→ **Data provided**
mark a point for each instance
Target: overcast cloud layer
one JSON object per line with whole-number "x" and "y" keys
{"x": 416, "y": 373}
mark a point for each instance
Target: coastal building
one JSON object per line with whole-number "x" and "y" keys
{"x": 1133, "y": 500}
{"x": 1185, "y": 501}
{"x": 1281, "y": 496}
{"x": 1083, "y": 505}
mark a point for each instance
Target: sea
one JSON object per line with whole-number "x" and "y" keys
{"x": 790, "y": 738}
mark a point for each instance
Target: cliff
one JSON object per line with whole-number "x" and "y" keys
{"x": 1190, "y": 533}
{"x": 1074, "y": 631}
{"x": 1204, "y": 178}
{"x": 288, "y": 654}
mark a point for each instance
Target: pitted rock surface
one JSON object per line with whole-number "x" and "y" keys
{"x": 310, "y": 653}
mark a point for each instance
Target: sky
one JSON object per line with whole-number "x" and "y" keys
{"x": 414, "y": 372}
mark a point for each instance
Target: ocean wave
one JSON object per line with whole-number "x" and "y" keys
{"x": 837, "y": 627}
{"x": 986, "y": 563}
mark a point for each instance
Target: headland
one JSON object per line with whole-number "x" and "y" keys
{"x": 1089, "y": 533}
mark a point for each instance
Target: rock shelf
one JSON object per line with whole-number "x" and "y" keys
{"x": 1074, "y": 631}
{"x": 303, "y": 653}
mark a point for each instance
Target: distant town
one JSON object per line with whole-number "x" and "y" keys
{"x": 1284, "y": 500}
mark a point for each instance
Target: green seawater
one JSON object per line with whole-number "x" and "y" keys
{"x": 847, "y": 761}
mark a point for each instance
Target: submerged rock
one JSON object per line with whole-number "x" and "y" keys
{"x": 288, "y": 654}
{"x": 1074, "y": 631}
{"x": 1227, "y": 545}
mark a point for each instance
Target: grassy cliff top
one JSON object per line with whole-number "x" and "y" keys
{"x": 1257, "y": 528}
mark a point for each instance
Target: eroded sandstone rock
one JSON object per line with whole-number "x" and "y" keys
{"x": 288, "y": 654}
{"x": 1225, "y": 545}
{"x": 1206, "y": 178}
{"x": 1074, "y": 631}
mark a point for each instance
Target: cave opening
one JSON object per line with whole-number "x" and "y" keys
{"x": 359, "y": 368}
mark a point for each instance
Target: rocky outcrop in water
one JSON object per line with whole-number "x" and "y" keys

→ **Goal**
Copy down the whole of the data above, matching it exactly.

→ **Output**
mark a point for each instance
Target: overcast cloud layer
one JSON object per line with whole-number "x" and "y" keys
{"x": 416, "y": 373}
mark a point for each instance
Target: coastal building
one JSON object per line with whole-number "x" and "y" keys
{"x": 1133, "y": 500}
{"x": 1185, "y": 501}
{"x": 1281, "y": 496}
{"x": 1083, "y": 505}
mark a point for each instance
Target: sea
one JSON object per line with whole-number "x" and "y" keys
{"x": 790, "y": 738}
mark a point for each instance
Target: cliff
one JSON object per line with whole-number "x" and "y" keys
{"x": 1190, "y": 533}
{"x": 1074, "y": 631}
{"x": 1204, "y": 178}
{"x": 288, "y": 654}
mark a point for each instance
Target: pitted rock surface
one JSON object per line with whole-number "x" and "y" keys
{"x": 310, "y": 653}
mark a point for each instance
Target: sky
one JSON object per line with whole-number "x" and "y" keys
{"x": 414, "y": 372}
mark a point for each instance
Target: ocean wave
one JSON object per line with whole-number "x" and "y" keys
{"x": 837, "y": 627}
{"x": 986, "y": 563}
mark a point for each instance
Target: headland
one JSON object per line with whole-number "x" and "y" keys
{"x": 1089, "y": 533}
mark a point for each instance
Target: rock shelf
one JSON object per line with whole-number "x" and "y" keys
{"x": 1074, "y": 631}
{"x": 303, "y": 653}
mark a point for each instance
Target: distant town
one JSON object per line with whole-number "x" and "y" keys
{"x": 1284, "y": 500}
mark a point for each instance
Target: green seawater
one JSON object per line with whole-number "x" and "y" keys
{"x": 847, "y": 761}
mark a point for each instance
Target: submerged rock
one JSON object per line with whole-number "x" and "y" keys
{"x": 288, "y": 654}
{"x": 1074, "y": 631}
{"x": 1227, "y": 545}
mark a point for each instance
Target: grassy cliff top
one JSON object per line with whole-number "x" and "y" keys
{"x": 1257, "y": 528}
mark a point for each instance
Target: eroded sandstone rock
one JSON object per line with whole-number "x" and "y" keys
{"x": 288, "y": 654}
{"x": 1225, "y": 545}
{"x": 1206, "y": 178}
{"x": 1074, "y": 631}
mark a point for each instance
Target: cave opening
one JSON object per line with whole-number "x" and "y" keys
{"x": 359, "y": 368}
mark a point for each instance
Target: rocky outcrop in water
one JSON object per line with whole-number "x" and "y" keys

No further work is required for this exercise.